## Instructions to follow
Check every line of the following material for the word "patch", then say how many have it, with no other words.

## Input for this task
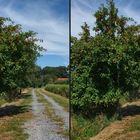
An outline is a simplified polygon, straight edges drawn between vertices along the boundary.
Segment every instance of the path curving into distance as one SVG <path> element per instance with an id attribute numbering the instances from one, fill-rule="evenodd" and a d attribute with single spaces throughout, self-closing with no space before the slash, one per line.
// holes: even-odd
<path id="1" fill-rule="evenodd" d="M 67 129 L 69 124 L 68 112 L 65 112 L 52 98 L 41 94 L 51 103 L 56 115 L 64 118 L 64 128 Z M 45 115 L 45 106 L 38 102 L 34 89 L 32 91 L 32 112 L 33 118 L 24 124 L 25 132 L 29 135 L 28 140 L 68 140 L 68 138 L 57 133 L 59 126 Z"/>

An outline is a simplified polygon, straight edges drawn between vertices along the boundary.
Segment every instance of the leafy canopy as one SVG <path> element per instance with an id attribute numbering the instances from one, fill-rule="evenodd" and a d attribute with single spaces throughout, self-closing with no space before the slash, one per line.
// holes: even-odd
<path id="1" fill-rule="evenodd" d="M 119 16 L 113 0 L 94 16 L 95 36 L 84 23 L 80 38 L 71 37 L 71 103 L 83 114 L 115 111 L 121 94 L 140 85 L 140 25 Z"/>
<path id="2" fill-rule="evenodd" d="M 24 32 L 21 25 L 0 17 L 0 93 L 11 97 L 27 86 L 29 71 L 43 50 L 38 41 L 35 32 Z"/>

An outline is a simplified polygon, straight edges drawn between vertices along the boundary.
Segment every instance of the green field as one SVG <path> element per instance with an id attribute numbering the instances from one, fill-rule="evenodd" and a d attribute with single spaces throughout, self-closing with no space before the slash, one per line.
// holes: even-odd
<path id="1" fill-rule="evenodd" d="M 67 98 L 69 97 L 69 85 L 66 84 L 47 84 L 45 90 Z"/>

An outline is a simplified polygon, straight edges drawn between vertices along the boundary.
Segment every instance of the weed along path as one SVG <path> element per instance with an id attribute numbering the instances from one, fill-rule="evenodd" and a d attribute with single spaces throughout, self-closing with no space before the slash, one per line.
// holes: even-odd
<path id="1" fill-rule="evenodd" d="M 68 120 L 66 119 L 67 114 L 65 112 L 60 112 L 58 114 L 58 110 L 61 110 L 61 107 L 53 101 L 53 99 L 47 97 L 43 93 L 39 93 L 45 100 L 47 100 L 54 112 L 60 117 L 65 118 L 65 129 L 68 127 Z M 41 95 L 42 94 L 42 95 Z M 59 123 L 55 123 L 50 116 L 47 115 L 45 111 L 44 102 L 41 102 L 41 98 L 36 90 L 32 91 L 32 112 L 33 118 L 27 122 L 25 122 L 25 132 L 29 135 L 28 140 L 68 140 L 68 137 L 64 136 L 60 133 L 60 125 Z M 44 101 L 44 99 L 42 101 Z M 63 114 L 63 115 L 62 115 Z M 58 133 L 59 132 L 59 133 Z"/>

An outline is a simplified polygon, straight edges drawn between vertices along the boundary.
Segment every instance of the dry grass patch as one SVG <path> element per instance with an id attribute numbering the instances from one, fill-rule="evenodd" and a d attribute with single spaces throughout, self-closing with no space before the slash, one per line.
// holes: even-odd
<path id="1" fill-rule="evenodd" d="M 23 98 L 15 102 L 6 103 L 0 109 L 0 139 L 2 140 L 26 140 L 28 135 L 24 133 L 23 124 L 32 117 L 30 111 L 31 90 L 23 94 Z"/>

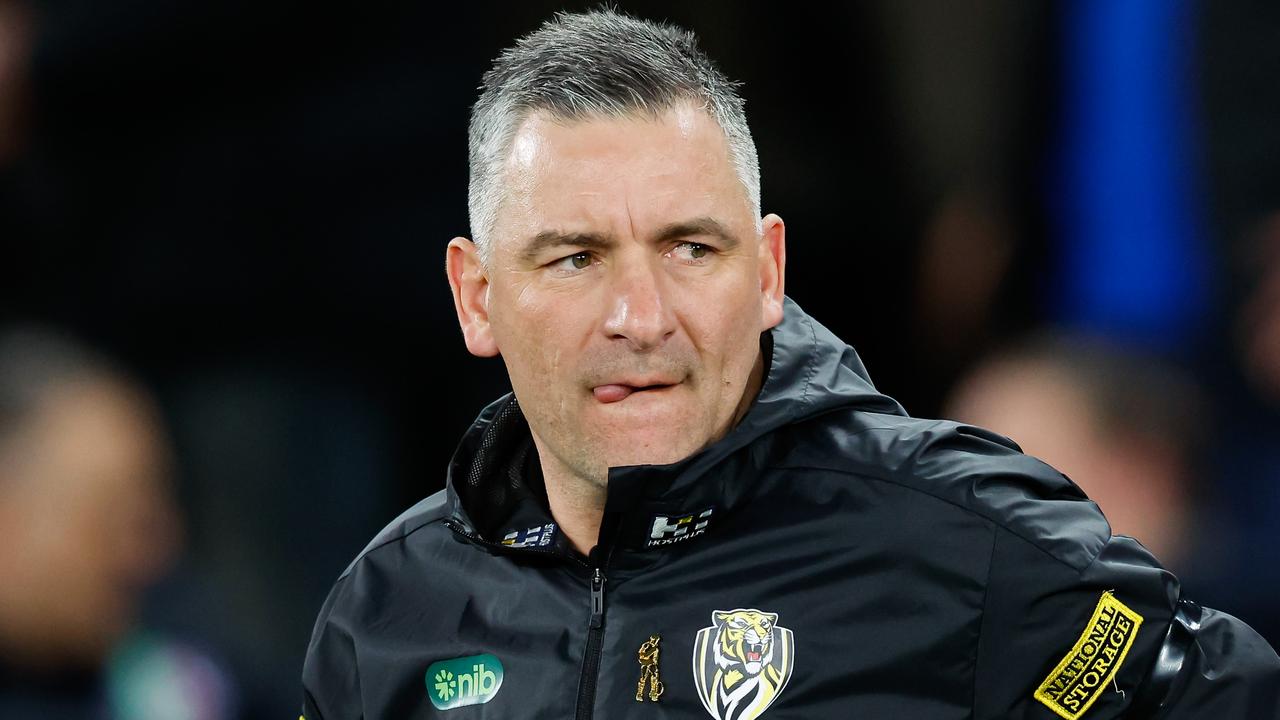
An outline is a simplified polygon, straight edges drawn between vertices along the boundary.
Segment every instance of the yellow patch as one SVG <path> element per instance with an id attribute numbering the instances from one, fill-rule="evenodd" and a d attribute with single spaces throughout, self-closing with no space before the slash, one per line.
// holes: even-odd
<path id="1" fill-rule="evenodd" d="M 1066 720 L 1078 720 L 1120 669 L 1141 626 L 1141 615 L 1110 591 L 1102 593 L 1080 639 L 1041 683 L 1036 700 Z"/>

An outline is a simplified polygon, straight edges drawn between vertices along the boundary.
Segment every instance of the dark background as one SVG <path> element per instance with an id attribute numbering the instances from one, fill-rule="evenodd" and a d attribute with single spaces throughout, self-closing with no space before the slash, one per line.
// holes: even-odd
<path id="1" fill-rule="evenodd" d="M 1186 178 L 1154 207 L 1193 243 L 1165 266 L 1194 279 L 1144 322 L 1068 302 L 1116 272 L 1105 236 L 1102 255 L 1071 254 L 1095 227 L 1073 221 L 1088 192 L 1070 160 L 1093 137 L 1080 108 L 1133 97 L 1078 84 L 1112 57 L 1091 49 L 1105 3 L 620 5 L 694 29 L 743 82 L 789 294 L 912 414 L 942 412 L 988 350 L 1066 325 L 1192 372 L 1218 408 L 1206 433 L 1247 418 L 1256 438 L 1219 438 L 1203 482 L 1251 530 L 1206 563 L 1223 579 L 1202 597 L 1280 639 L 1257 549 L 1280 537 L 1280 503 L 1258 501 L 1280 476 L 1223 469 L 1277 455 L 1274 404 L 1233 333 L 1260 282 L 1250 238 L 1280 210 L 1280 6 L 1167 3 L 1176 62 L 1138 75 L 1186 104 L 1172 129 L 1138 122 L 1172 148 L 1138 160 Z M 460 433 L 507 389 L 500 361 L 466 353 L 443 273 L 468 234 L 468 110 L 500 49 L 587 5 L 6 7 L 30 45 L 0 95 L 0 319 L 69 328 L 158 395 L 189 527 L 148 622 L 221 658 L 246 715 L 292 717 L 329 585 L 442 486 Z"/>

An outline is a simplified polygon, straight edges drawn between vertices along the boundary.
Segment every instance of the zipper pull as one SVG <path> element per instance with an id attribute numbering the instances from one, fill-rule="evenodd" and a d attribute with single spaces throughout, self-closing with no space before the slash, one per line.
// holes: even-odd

## Task answer
2